PROMPT
Repeat exactly the lines that run from the one containing "of the flat" to the end of the data, and leave out all others.

EXTRACTED RECORDS

— start —

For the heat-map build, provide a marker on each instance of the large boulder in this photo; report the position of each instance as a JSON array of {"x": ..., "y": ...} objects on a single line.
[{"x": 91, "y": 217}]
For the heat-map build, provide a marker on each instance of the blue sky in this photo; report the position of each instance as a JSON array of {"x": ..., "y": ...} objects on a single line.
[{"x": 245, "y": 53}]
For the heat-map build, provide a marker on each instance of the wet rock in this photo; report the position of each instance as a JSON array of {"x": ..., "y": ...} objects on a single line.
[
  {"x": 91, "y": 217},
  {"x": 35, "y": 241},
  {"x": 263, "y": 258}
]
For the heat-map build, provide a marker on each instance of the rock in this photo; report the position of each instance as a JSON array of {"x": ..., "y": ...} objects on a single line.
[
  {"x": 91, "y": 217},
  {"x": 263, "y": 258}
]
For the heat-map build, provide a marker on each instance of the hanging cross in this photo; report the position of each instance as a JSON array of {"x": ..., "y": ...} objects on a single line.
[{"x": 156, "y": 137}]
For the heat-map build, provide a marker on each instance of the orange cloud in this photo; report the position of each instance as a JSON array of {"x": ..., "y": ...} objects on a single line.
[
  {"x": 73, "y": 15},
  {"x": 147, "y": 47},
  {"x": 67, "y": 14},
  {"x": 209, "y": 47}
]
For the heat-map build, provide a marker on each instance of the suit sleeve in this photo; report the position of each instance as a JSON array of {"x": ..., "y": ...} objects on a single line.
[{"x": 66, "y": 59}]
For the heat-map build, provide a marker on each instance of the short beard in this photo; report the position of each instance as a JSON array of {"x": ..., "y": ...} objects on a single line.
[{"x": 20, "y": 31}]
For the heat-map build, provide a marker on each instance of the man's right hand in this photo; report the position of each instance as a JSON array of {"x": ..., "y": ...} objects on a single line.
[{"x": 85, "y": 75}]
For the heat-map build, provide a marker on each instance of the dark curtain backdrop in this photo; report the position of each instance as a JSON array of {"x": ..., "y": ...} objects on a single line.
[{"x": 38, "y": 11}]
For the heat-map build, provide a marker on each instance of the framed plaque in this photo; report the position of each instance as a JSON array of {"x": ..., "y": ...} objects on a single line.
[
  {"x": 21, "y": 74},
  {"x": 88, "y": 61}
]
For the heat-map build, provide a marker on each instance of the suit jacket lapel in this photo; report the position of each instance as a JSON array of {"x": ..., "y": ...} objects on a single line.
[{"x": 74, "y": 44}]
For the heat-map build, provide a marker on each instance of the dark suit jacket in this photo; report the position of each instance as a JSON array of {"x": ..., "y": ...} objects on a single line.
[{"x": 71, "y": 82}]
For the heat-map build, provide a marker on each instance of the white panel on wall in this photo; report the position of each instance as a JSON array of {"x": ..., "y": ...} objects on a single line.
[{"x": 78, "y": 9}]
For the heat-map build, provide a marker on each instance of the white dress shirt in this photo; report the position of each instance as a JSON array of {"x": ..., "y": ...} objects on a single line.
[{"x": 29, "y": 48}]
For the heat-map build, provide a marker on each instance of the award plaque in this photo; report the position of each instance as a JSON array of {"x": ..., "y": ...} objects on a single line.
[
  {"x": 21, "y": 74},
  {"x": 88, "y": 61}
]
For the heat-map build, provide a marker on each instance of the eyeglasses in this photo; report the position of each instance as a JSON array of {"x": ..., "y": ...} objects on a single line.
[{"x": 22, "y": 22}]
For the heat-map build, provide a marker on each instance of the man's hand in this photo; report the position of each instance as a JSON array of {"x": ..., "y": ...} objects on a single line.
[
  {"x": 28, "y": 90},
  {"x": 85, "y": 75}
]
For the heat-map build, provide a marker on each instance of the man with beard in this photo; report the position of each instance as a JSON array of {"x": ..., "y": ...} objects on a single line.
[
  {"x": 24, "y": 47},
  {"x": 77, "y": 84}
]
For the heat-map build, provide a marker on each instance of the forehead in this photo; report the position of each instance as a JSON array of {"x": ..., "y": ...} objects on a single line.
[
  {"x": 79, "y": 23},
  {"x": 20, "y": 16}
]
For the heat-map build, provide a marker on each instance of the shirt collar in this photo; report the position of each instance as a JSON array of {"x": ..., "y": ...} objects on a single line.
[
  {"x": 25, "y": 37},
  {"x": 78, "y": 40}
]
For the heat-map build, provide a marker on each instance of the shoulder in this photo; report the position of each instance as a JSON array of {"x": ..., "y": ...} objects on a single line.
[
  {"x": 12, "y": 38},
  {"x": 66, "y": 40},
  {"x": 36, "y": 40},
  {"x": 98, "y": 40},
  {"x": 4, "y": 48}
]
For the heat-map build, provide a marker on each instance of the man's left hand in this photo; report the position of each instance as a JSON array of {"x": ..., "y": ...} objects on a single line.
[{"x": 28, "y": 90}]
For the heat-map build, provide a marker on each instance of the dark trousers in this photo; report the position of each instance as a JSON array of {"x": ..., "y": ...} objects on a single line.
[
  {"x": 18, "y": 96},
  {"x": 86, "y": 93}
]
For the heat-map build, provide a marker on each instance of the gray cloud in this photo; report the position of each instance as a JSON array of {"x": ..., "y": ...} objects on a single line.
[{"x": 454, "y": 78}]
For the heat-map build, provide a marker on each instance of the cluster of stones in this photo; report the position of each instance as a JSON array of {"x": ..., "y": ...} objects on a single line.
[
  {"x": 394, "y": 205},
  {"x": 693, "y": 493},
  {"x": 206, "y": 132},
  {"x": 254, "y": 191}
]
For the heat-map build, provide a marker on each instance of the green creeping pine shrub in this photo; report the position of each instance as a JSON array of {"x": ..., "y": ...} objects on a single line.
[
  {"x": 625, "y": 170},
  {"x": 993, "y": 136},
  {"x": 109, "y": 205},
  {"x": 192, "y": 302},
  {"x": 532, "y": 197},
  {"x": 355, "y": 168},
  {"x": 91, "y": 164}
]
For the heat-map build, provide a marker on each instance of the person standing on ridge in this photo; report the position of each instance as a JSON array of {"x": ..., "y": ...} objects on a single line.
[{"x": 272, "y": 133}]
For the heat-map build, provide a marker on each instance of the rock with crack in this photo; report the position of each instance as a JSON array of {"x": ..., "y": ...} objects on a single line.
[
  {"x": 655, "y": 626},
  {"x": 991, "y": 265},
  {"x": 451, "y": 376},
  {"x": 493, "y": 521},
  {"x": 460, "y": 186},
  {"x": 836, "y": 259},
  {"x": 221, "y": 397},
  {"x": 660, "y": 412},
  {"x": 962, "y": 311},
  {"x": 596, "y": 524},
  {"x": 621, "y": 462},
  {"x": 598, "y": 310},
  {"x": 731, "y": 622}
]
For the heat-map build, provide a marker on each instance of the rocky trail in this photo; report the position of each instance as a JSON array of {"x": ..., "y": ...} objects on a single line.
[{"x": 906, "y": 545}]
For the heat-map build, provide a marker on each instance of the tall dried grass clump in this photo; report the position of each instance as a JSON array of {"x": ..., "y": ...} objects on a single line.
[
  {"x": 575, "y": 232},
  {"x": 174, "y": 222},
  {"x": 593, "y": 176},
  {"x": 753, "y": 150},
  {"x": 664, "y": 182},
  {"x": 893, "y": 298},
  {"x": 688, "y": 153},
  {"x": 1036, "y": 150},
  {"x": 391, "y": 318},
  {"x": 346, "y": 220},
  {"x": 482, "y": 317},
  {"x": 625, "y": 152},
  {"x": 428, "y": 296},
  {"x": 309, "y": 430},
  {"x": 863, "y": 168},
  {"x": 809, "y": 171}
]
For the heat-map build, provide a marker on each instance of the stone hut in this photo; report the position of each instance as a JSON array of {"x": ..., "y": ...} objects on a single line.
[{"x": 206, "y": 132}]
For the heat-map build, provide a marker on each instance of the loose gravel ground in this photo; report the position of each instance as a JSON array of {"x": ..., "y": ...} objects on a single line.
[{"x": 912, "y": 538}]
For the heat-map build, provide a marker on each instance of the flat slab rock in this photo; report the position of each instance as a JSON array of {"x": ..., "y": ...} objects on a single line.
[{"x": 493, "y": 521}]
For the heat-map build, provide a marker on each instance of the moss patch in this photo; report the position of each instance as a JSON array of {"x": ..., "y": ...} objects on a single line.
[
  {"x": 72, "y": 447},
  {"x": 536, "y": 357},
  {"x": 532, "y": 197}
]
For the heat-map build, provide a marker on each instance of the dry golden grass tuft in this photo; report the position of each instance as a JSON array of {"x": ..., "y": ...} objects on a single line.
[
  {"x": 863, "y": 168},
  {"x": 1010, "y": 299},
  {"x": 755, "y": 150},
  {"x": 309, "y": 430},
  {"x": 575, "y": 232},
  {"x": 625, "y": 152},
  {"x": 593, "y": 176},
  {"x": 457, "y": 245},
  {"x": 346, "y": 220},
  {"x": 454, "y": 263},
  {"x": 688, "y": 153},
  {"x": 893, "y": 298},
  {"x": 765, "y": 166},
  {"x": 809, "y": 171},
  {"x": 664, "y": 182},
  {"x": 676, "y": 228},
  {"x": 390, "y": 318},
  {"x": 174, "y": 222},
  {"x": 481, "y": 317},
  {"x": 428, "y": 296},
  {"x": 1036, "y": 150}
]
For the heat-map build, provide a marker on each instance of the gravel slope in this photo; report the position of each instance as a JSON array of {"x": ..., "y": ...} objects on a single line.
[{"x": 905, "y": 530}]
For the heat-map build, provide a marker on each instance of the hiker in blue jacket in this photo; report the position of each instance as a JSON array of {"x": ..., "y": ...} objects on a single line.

— end —

OUTPUT OF THE EXERCISE
For the heat-map build, provide a marker on each instance of the flat slab rock in this photo; report the position of each instance as a JSON array of {"x": ..., "y": ...} objects on a single line.
[{"x": 493, "y": 521}]
For the heat-map build, provide a marker on each instance of the moss patch in this photo; report the position of each instance as a JSON array of {"x": ..., "y": ...} objects on a single line.
[
  {"x": 72, "y": 447},
  {"x": 536, "y": 357},
  {"x": 532, "y": 197}
]
For the heat-map build, provide a marker on each instance of the dry golden grass tuft in this photo; report the position of each instance as a JSON array of {"x": ..., "y": ...} objects on a single line.
[
  {"x": 863, "y": 168},
  {"x": 1010, "y": 299},
  {"x": 755, "y": 150},
  {"x": 309, "y": 430},
  {"x": 575, "y": 232},
  {"x": 625, "y": 152},
  {"x": 593, "y": 176},
  {"x": 457, "y": 245},
  {"x": 346, "y": 220},
  {"x": 454, "y": 263},
  {"x": 688, "y": 153},
  {"x": 893, "y": 298},
  {"x": 765, "y": 166},
  {"x": 809, "y": 171},
  {"x": 664, "y": 182},
  {"x": 676, "y": 228},
  {"x": 390, "y": 318},
  {"x": 174, "y": 222},
  {"x": 481, "y": 317},
  {"x": 428, "y": 296},
  {"x": 1036, "y": 150}
]
For the heat-map build, provide a marker on each instance of the gravel slope in this photo; report the position of each instance as a JSON array of {"x": ..., "y": ...} objects on a single line.
[{"x": 905, "y": 530}]
For the heat-map build, provide a marker on each instance of the hiker in blue jacket in this photo; report the position of each instance as a JSON array of {"x": ..., "y": ...} objects on a single line.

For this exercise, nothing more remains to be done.